◆ WORK TO DO
Please return every line of the material below that contains the word "fence", copying each line in full.

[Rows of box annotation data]

** start **

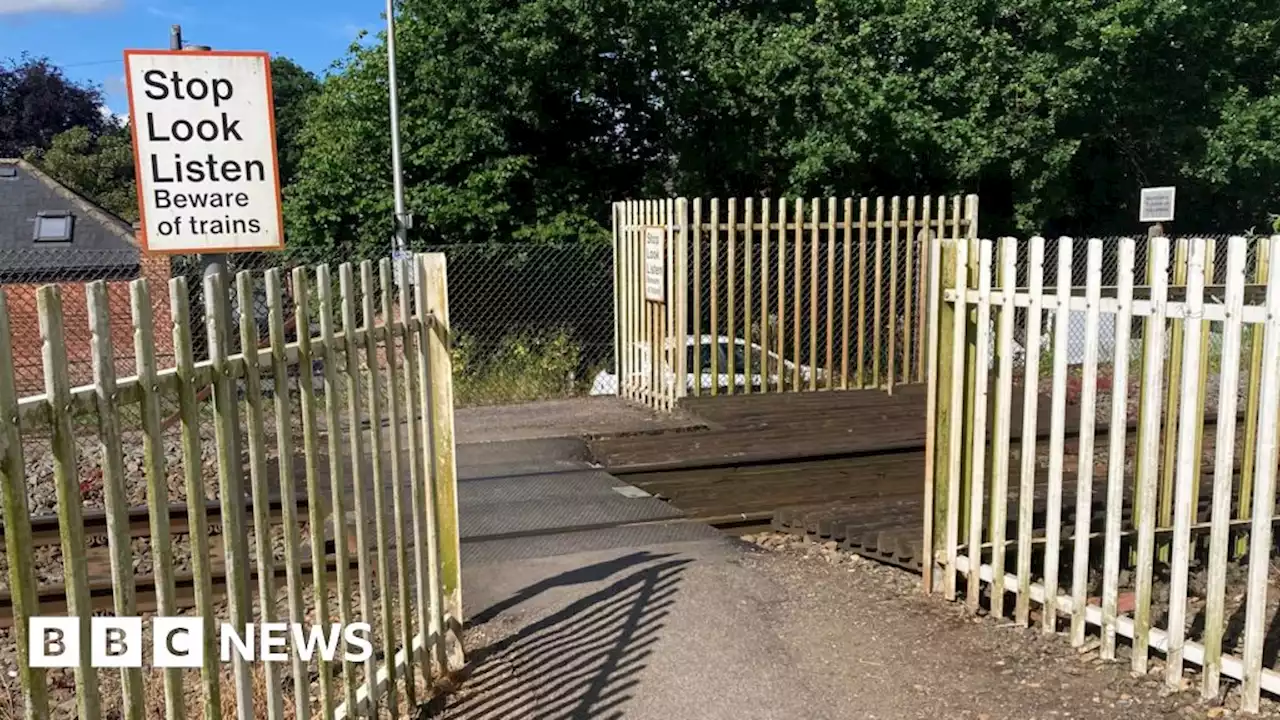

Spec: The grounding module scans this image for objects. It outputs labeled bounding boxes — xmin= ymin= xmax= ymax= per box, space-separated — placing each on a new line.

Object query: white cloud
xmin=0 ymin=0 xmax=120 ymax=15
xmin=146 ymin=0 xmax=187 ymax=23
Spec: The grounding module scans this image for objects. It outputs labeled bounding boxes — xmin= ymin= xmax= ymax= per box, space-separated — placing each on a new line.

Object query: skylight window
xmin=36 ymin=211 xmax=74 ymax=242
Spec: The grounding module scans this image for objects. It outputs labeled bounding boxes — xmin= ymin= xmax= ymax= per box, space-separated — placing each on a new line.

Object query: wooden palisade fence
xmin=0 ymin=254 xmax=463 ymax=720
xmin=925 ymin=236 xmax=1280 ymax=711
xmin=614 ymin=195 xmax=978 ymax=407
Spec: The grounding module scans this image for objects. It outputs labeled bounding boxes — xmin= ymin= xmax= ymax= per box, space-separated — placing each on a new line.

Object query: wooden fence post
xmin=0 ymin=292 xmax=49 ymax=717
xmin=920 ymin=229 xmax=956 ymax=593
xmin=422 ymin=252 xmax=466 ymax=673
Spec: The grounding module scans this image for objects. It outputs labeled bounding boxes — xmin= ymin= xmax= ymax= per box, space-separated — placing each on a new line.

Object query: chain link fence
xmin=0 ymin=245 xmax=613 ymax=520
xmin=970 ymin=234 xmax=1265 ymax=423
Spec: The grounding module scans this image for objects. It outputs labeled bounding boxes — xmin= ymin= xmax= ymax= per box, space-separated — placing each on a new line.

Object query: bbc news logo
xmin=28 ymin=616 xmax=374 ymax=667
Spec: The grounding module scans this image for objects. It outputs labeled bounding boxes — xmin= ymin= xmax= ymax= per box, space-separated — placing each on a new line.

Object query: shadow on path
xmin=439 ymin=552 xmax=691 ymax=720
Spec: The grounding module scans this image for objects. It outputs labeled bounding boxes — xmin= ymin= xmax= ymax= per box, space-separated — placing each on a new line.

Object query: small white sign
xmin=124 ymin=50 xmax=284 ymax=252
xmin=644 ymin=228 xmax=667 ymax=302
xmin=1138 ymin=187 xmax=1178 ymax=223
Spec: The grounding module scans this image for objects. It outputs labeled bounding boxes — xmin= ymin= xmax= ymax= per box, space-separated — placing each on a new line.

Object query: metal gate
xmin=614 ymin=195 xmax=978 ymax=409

** end **

◆ RESPONSE TO THIS TASK
Object query: wooden palisade fence
Object query: wooden fence post
Object query: chain link fence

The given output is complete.